### SET TASK
Gather every line of the material below that contains the string "white" and copy each one in full. The match is case-sensitive.

_____

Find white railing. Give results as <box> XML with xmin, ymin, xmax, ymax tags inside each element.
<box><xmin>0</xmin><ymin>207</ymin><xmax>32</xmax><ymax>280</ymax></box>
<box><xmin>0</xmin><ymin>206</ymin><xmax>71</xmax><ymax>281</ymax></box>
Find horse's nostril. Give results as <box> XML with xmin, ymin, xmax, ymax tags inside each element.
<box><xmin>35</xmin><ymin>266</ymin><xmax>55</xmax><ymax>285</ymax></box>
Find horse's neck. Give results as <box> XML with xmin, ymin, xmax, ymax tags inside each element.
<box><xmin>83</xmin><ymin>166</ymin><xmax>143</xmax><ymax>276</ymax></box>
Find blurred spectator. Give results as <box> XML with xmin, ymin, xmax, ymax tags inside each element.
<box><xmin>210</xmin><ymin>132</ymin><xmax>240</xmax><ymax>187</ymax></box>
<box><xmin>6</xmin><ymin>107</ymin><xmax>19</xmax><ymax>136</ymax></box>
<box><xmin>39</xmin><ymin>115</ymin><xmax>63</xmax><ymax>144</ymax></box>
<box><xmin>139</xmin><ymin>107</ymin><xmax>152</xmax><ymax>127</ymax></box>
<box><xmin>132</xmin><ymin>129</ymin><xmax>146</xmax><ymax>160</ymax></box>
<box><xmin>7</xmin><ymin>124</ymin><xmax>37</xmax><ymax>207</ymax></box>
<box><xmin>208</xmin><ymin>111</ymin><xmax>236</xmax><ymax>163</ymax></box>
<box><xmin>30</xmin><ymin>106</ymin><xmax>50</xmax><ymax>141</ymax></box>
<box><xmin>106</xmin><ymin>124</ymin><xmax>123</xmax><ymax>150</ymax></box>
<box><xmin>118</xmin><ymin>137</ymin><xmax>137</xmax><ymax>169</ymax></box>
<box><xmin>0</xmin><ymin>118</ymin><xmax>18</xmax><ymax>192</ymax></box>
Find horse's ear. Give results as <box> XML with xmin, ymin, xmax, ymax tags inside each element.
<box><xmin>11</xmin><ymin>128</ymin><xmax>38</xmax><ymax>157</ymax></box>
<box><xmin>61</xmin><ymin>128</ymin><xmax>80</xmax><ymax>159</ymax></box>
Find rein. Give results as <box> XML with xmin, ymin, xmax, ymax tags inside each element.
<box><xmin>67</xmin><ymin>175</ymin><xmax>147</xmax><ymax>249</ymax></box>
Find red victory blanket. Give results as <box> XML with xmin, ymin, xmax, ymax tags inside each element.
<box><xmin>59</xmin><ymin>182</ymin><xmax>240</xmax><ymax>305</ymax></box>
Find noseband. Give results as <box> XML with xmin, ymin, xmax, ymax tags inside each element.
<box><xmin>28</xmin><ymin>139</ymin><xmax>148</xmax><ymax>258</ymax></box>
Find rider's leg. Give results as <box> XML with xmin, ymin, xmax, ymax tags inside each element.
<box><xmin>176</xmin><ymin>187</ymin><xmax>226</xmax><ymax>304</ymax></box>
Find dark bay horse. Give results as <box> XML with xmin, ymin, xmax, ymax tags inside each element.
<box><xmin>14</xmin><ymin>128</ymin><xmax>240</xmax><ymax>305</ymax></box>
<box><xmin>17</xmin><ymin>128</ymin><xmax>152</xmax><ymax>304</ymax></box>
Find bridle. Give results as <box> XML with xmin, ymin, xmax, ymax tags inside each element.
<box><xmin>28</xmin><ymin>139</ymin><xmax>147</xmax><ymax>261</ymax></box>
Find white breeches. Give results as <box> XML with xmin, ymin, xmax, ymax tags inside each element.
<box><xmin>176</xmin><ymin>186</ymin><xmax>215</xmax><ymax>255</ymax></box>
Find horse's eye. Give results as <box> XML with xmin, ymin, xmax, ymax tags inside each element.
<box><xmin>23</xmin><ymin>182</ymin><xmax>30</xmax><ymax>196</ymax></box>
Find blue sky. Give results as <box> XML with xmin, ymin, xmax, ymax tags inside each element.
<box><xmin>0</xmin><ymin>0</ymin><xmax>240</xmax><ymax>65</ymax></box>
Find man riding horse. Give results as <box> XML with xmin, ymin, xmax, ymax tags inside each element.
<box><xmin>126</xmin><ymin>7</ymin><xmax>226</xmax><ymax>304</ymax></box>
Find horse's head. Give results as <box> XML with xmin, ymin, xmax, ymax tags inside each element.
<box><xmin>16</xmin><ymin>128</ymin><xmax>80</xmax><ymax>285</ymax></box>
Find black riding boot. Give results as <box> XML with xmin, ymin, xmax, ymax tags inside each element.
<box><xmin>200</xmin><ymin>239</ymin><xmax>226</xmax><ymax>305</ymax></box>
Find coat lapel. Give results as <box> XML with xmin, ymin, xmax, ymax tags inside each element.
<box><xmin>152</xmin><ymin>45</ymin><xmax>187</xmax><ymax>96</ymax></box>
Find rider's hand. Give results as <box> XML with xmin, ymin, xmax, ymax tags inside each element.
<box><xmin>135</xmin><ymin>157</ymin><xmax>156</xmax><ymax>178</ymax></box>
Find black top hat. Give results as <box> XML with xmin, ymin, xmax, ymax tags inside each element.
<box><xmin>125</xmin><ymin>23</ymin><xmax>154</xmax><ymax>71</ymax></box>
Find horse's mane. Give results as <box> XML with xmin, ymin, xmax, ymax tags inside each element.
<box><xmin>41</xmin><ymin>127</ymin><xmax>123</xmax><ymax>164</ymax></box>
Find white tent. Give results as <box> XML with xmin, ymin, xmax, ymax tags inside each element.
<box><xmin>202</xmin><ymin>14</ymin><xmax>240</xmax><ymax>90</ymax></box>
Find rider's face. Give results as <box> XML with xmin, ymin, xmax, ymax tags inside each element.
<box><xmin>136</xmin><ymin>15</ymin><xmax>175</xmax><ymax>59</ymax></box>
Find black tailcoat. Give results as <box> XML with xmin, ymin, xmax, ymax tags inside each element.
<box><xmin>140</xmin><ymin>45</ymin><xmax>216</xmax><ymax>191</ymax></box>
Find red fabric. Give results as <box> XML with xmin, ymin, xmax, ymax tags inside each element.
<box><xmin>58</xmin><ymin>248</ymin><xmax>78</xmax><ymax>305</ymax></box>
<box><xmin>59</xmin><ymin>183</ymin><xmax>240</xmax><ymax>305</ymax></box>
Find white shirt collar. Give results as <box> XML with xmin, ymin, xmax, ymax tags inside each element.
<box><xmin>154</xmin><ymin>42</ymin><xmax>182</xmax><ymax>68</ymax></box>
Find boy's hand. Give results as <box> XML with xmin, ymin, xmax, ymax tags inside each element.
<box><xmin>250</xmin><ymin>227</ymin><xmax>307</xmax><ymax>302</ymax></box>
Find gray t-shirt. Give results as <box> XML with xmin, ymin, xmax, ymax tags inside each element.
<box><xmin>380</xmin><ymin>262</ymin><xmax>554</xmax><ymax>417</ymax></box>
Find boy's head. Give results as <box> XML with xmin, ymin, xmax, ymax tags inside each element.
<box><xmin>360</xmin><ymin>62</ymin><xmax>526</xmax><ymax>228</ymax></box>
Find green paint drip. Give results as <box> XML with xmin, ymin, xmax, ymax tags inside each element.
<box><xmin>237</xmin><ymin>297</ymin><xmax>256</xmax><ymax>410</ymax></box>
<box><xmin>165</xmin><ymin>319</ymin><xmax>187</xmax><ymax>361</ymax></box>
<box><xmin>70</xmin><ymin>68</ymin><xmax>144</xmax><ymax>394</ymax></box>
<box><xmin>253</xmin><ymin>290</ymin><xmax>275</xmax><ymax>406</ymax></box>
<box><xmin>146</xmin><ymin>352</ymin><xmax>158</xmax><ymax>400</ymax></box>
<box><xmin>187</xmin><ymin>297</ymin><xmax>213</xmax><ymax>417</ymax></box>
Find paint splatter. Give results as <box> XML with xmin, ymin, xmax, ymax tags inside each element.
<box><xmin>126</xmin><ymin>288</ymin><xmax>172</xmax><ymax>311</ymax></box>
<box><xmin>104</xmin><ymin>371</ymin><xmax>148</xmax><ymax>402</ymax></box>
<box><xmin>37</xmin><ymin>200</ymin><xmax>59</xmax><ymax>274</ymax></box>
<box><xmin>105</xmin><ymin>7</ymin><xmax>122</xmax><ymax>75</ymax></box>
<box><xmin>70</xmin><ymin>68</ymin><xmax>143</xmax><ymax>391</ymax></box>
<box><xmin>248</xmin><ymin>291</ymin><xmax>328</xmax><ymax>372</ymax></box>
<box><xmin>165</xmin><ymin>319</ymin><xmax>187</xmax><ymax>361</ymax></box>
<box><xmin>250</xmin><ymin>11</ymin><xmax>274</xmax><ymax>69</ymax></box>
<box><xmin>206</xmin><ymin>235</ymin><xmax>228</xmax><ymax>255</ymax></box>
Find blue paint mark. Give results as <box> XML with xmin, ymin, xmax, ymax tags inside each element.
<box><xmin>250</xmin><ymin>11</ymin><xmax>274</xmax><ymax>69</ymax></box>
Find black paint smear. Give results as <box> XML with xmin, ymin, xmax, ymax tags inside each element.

_____

### EXERCISE RESPONSE
Find white railing. Give results as <box> XML with xmin, ymin, xmax, ymax tags inside each element.
Find white breeches. Give results as <box> XML with xmin, ymin, xmax, ymax tags inside each element.
Find white tent. Give results as <box> XML with xmin, ymin, xmax, ymax tags inside each element.
Find white shirt collar. Give results as <box> XML with xmin, ymin, xmax, ymax tags inside each element.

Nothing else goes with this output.